═══ Source records ═══

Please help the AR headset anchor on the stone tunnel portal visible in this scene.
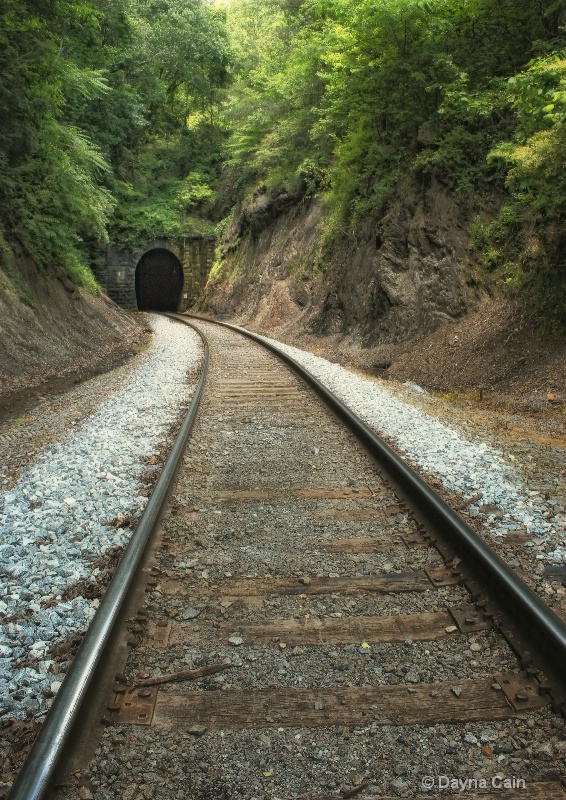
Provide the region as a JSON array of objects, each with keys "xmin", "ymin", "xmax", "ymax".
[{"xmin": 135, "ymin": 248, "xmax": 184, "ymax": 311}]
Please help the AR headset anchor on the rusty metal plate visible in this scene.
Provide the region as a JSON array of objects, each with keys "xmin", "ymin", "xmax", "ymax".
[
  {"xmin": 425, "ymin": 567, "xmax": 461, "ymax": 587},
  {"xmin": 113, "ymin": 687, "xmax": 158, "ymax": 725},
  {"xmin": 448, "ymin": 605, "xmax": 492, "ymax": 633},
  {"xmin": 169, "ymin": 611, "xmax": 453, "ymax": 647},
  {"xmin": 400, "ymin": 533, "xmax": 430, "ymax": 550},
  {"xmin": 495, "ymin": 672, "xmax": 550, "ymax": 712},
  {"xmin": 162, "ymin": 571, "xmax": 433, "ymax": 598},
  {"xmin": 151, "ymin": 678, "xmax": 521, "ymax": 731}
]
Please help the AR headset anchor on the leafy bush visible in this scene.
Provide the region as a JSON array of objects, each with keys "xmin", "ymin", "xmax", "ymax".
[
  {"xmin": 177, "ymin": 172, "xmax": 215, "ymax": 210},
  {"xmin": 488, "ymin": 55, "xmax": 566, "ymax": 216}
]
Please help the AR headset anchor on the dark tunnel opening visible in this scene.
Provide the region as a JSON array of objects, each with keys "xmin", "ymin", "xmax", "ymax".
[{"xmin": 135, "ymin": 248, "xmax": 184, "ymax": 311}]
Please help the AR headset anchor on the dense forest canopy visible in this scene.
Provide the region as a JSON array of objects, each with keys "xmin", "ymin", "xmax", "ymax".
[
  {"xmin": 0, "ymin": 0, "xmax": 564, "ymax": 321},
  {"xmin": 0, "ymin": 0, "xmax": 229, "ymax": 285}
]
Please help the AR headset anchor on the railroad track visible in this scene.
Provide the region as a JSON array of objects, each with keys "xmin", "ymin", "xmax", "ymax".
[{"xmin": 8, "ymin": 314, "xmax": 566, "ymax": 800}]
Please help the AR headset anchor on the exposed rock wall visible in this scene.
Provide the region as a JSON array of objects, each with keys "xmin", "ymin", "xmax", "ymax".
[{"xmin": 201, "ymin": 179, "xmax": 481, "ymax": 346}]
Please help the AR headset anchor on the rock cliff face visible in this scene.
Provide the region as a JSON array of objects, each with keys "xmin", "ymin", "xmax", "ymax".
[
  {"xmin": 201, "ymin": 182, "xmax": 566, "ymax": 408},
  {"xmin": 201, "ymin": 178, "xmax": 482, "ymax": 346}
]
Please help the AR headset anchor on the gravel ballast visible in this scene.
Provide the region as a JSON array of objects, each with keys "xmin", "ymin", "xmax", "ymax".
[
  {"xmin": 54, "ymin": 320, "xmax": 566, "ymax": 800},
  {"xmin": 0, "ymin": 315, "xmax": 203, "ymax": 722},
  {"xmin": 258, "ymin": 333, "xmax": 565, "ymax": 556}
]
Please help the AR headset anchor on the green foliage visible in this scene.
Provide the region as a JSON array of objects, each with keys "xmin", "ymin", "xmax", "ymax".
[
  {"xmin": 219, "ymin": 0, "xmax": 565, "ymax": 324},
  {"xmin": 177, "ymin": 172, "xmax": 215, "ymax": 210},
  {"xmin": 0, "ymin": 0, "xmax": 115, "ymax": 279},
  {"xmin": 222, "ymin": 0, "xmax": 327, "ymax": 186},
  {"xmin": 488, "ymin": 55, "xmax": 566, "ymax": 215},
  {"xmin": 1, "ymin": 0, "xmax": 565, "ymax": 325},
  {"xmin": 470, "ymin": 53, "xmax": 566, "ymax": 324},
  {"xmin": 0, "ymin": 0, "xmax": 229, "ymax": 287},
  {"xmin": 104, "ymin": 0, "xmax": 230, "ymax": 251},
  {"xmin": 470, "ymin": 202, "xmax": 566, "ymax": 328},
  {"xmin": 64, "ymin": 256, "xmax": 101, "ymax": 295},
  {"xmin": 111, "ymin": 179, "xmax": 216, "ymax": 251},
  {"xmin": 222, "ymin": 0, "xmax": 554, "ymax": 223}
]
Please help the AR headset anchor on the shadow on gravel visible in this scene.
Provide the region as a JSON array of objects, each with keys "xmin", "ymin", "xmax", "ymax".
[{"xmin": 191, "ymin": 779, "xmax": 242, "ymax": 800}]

═══
═══ Source records ═══

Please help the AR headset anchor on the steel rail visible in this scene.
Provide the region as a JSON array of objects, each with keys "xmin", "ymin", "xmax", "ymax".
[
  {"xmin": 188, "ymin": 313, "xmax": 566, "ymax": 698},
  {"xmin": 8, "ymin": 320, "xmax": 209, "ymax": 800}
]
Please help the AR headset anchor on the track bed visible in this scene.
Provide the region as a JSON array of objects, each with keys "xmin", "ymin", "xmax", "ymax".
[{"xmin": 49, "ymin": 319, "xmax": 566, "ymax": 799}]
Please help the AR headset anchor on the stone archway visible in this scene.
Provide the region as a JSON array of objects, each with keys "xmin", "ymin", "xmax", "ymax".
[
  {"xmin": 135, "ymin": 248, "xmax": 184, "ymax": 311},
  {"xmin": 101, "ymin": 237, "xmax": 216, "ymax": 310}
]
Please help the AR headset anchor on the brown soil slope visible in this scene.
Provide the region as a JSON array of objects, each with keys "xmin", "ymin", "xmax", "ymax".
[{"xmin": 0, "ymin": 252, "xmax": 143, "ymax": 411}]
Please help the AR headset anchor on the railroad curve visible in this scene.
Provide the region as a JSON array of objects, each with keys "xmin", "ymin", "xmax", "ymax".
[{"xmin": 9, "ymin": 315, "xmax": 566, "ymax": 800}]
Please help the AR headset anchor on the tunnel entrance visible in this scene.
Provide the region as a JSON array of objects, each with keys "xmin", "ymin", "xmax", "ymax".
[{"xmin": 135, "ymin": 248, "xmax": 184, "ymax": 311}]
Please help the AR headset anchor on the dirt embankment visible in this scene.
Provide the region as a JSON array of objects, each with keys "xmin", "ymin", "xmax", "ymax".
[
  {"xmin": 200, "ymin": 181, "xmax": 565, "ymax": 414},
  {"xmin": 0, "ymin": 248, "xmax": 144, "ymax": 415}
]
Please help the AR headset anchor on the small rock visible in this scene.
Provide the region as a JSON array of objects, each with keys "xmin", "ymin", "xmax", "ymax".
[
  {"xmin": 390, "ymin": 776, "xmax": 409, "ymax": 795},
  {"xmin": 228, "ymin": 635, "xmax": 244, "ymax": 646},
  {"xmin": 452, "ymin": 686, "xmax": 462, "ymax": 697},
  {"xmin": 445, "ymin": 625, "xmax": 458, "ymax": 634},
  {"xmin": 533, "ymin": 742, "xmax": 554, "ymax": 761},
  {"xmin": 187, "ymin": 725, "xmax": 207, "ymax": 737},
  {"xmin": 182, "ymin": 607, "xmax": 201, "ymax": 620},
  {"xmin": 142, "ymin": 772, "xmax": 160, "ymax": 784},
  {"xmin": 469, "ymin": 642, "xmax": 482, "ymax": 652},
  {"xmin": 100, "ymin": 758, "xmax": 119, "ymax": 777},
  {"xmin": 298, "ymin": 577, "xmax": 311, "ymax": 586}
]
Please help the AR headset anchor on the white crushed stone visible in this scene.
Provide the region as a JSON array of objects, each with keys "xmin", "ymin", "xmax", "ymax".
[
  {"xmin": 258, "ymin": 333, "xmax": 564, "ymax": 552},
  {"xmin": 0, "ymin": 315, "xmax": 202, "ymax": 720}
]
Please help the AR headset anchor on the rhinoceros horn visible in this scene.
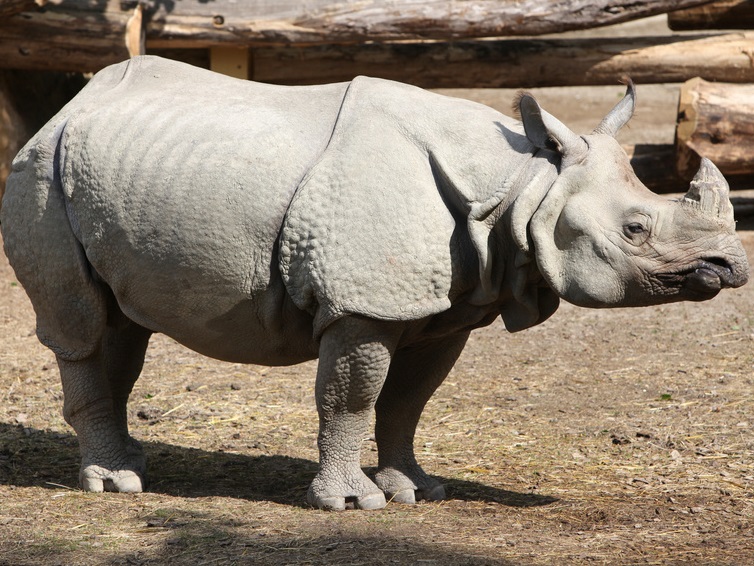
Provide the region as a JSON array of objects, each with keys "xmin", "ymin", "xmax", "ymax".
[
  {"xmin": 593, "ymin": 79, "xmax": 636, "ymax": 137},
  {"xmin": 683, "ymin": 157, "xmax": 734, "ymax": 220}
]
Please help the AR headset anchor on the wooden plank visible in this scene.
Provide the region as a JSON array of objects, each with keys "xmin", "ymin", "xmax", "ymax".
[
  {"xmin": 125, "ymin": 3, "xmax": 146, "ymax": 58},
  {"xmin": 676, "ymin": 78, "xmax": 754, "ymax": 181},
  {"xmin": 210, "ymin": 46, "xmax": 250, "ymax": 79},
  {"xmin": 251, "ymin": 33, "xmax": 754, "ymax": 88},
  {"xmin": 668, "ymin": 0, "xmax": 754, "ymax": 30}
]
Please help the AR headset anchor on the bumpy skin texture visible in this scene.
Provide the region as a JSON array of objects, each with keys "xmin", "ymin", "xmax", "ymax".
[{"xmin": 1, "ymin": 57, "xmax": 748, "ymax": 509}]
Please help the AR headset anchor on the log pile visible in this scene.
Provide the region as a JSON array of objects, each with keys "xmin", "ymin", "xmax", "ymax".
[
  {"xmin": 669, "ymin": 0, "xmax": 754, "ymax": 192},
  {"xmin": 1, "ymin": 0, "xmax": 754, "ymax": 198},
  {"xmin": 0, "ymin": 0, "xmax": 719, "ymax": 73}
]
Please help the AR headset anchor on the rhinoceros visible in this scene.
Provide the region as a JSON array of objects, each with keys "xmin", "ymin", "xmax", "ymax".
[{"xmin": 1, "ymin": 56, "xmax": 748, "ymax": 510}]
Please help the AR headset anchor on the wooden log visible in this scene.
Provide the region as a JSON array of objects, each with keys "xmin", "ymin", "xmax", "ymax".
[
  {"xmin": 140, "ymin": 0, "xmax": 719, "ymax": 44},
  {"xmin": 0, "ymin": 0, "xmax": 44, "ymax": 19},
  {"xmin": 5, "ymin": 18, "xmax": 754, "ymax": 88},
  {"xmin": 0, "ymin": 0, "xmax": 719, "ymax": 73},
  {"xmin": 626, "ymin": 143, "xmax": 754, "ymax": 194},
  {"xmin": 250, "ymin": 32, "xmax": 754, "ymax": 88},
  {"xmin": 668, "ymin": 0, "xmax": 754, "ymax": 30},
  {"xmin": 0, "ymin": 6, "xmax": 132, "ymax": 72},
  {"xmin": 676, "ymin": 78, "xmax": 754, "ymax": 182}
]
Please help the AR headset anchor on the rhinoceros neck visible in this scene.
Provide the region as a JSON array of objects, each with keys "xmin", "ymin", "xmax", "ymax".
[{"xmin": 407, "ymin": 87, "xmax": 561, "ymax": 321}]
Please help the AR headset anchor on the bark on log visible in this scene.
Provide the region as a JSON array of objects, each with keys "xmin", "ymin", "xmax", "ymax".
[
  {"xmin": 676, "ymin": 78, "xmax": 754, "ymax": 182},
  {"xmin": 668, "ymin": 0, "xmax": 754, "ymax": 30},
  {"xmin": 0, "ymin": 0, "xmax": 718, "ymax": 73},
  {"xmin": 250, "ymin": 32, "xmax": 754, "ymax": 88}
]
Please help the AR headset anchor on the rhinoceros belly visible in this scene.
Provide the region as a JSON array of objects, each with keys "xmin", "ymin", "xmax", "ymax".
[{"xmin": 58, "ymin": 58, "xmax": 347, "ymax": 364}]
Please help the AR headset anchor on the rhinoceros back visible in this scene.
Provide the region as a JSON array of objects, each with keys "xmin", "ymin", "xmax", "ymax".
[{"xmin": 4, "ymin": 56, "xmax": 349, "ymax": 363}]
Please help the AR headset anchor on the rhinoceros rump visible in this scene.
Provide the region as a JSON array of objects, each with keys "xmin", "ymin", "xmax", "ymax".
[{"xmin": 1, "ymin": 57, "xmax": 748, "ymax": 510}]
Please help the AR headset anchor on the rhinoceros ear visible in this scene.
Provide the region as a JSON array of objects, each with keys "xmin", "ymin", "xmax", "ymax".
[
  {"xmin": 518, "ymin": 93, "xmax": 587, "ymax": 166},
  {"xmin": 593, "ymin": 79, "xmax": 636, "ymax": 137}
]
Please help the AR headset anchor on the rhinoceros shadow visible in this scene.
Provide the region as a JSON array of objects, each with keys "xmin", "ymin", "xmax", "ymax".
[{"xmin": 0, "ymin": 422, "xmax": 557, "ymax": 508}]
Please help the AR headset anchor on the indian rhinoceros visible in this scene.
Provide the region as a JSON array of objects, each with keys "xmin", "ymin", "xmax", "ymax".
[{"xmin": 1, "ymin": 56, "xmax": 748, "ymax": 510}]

═══
═══ Source records ═══

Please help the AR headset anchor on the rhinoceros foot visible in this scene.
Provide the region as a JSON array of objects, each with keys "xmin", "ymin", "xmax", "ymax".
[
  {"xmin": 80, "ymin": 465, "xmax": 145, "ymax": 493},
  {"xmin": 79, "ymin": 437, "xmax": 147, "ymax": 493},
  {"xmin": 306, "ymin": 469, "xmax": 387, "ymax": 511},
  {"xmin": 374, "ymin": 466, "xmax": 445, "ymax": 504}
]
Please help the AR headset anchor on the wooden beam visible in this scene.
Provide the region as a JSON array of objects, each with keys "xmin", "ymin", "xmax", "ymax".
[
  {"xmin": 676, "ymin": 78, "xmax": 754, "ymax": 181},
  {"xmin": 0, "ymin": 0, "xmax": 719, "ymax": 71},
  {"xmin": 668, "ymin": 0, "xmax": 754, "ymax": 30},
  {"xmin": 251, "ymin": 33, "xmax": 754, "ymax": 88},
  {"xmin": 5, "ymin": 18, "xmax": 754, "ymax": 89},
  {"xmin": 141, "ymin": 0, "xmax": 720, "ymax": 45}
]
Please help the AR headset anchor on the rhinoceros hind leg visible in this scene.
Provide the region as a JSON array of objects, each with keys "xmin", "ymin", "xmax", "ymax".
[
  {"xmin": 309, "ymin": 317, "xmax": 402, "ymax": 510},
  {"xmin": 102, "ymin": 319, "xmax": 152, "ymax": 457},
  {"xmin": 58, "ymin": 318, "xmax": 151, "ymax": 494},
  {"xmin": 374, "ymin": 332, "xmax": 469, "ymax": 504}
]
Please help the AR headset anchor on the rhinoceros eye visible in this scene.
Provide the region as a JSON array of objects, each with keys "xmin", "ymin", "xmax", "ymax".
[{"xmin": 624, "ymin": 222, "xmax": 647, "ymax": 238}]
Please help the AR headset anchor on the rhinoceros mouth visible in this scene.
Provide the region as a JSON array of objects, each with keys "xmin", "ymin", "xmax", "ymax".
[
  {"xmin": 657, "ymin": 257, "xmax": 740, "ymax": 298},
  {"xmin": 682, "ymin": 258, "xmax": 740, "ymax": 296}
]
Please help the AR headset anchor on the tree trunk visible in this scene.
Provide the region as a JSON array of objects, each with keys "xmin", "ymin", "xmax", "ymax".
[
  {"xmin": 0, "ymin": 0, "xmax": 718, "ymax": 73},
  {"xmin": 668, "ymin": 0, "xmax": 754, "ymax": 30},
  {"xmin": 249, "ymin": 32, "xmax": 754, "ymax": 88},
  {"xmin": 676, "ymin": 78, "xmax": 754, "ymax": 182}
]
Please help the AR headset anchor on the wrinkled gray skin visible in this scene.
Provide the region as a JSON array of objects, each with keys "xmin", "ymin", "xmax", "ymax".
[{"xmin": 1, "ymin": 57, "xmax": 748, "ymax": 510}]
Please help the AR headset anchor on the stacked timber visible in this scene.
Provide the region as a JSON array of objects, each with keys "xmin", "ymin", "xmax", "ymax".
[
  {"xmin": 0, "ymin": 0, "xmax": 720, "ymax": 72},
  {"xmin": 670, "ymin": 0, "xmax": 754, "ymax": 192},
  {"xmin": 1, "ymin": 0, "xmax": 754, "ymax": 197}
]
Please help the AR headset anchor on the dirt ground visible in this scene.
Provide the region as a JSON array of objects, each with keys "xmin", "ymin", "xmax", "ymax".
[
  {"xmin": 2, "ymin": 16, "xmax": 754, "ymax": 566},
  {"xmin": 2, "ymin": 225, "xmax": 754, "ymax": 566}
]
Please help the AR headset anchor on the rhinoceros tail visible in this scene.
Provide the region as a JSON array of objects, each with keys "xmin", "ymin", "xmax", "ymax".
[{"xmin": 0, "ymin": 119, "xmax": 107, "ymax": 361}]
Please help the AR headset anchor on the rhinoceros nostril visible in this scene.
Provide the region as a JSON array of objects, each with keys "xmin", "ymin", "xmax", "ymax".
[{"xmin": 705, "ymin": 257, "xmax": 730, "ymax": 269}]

═══

# The problem
Return every line above that contains the word "stone".

# Answer section
Please help the AR headset anchor on the stone tunnel portal visible in this scene.
Please help the AR headset anchor on the stone archway visible in this scene.
Please help the AR headset anchor on the white crushed stone visible in this scene.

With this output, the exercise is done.